> _DO THIS_:
List every line in the listing below that contains the word "green", copying each one in full. Match the case exactly.

(Dataset records on object locations)
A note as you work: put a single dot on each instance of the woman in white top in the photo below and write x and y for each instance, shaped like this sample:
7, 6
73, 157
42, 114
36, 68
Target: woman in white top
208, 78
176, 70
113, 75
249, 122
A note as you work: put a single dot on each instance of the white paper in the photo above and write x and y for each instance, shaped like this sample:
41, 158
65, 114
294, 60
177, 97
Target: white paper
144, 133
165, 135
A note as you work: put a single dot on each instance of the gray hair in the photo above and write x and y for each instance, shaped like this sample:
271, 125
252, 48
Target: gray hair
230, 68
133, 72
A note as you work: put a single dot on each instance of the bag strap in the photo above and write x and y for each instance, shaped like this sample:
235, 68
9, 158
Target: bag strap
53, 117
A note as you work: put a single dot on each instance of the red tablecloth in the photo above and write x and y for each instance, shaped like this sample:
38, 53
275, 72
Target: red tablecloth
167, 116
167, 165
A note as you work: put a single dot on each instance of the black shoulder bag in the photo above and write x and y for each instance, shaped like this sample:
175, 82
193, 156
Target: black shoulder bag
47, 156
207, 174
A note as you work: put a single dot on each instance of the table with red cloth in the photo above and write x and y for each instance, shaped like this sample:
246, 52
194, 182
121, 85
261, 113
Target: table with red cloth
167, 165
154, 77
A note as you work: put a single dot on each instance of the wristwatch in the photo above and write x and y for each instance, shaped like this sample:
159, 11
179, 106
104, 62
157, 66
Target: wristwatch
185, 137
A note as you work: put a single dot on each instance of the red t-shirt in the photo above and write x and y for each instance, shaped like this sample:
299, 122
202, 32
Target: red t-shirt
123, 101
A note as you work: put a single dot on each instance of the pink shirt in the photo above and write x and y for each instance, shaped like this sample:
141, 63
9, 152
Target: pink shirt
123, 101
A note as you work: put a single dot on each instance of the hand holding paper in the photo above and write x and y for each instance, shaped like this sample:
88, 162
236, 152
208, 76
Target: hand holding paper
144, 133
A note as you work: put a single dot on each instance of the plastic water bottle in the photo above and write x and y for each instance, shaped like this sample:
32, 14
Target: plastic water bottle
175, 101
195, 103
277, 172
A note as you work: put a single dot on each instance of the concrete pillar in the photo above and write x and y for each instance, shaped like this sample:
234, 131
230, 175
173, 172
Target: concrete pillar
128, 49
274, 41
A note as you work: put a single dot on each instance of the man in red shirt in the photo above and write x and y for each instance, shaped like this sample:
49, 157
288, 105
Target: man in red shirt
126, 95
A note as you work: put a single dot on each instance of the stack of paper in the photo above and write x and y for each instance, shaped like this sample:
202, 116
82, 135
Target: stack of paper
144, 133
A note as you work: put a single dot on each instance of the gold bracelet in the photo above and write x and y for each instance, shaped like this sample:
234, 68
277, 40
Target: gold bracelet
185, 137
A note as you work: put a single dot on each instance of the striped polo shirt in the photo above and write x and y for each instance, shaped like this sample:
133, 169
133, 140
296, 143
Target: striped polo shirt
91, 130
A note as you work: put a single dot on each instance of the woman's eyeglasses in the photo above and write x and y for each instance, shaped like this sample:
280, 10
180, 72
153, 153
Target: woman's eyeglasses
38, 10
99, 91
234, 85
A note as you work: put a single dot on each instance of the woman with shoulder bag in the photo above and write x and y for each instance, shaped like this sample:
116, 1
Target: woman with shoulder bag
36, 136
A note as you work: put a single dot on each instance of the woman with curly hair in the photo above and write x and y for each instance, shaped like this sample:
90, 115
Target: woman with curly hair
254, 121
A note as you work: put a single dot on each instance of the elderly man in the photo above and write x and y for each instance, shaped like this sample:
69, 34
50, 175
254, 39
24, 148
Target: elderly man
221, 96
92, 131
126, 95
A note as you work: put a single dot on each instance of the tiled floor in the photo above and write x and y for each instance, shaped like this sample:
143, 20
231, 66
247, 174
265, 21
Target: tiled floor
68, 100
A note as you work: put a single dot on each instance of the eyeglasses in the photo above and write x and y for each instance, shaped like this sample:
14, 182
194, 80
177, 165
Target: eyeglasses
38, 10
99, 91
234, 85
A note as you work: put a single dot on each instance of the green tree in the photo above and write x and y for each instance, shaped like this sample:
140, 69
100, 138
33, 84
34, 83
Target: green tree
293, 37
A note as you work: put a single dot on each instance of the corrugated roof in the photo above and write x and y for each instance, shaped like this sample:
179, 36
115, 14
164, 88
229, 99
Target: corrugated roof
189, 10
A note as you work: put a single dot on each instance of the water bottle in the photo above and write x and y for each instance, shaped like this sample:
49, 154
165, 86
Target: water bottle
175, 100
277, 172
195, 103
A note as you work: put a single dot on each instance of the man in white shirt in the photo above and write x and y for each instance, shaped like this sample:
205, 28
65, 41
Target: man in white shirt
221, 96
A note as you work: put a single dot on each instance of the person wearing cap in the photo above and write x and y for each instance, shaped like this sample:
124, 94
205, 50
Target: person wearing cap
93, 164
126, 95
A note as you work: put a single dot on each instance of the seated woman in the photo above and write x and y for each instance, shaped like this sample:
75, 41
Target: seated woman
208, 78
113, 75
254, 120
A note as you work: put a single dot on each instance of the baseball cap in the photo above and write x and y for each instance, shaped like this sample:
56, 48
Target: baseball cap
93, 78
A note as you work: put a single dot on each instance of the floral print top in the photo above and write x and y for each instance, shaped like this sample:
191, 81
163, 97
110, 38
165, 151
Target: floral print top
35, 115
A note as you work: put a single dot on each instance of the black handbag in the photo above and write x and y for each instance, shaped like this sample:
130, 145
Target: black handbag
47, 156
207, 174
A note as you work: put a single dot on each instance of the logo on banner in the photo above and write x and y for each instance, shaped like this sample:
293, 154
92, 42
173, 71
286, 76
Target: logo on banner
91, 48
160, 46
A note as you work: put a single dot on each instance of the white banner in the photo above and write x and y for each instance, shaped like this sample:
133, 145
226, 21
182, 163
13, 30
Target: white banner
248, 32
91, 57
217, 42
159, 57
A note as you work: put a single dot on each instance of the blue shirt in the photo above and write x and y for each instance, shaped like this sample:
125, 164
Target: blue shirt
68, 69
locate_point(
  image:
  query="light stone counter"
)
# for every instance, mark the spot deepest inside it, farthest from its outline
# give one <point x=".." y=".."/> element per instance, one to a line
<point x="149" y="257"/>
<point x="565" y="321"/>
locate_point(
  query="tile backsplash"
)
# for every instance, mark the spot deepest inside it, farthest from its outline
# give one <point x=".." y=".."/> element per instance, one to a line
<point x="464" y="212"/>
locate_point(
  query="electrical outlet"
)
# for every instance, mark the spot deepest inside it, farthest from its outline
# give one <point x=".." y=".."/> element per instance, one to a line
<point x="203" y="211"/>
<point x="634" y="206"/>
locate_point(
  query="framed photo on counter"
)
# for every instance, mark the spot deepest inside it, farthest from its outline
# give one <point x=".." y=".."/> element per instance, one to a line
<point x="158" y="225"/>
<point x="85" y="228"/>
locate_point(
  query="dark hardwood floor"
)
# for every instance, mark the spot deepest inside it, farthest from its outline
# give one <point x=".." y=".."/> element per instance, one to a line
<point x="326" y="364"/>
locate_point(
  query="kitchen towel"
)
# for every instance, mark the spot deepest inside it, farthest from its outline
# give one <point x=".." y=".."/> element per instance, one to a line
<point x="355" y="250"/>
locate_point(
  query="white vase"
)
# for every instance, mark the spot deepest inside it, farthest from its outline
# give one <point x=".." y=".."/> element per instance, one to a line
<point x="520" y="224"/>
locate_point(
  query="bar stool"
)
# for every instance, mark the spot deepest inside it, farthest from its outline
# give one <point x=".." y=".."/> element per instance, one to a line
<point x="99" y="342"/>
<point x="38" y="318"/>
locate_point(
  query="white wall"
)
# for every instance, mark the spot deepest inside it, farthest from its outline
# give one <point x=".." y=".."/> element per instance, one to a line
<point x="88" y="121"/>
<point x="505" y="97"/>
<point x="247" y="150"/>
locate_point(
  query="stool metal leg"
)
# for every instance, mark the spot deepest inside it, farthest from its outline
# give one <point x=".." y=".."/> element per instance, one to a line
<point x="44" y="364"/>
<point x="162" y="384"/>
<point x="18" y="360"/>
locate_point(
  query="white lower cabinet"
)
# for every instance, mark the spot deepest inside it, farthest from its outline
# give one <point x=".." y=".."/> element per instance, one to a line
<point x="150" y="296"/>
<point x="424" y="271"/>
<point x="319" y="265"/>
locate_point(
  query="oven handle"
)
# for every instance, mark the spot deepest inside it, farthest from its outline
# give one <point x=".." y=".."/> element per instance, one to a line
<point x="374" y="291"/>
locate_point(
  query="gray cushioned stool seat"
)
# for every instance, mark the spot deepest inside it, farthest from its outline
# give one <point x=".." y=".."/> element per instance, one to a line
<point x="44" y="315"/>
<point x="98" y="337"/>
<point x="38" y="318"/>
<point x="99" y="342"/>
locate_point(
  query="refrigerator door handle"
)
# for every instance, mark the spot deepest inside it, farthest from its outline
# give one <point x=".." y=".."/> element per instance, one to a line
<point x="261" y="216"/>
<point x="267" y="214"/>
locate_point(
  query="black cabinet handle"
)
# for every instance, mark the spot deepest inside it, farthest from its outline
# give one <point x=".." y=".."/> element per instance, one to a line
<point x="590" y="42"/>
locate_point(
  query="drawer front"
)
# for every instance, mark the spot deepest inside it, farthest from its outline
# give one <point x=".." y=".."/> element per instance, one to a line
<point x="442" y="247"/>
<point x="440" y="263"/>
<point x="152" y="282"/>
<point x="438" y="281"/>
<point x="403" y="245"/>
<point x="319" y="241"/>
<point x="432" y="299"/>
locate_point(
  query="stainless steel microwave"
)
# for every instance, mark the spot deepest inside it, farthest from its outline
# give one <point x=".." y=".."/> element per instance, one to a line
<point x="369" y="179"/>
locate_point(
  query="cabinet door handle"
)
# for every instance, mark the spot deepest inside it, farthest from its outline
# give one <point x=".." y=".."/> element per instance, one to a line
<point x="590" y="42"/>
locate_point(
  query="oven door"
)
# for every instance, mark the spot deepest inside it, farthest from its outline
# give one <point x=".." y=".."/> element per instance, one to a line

> _TASK OUTPUT_:
A note as you work: put a single dot on each instance of the green tree in the photo above and write x and y for each instance, shaped like this sample:
Target: green tree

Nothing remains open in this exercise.